··· TASK INPUTS ···

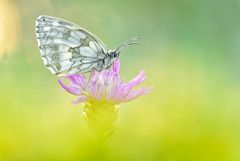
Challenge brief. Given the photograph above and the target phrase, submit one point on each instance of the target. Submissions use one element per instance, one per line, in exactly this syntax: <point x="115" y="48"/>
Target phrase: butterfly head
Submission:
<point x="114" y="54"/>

···
··· TASK INPUTS ···

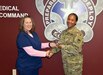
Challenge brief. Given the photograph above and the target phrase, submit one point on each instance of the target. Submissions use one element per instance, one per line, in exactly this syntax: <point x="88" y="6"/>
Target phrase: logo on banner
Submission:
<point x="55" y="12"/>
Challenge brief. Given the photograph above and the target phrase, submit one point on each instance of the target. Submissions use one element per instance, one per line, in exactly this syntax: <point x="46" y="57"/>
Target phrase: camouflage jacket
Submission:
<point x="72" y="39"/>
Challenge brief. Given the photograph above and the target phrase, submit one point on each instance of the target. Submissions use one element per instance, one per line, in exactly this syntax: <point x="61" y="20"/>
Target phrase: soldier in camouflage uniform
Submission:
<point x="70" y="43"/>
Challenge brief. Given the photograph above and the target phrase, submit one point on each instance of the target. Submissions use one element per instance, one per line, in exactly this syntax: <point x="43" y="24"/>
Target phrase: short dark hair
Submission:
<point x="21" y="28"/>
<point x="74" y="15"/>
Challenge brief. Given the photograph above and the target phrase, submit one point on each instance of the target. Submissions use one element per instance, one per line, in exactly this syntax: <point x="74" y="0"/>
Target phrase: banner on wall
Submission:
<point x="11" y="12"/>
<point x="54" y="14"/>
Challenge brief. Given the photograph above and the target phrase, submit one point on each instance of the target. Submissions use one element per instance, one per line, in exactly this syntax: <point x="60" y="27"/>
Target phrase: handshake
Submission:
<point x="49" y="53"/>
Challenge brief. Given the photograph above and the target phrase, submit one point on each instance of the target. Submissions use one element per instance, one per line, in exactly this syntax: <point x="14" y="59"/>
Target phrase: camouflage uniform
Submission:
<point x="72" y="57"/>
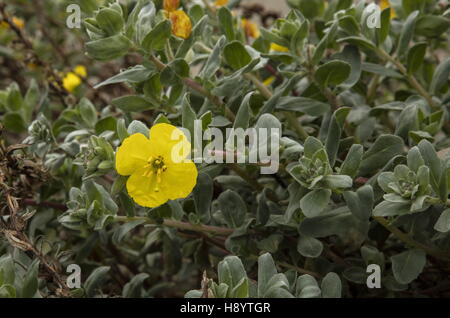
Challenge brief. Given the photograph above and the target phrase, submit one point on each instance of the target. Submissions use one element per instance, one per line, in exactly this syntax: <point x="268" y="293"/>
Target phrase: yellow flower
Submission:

···

→ **PROBLEM**:
The job here is to find each line above with the word "banner" and copy it.

→ **EXERCISE RESULT**:
Target phrase: logo on banner
Target phrase: banner on wall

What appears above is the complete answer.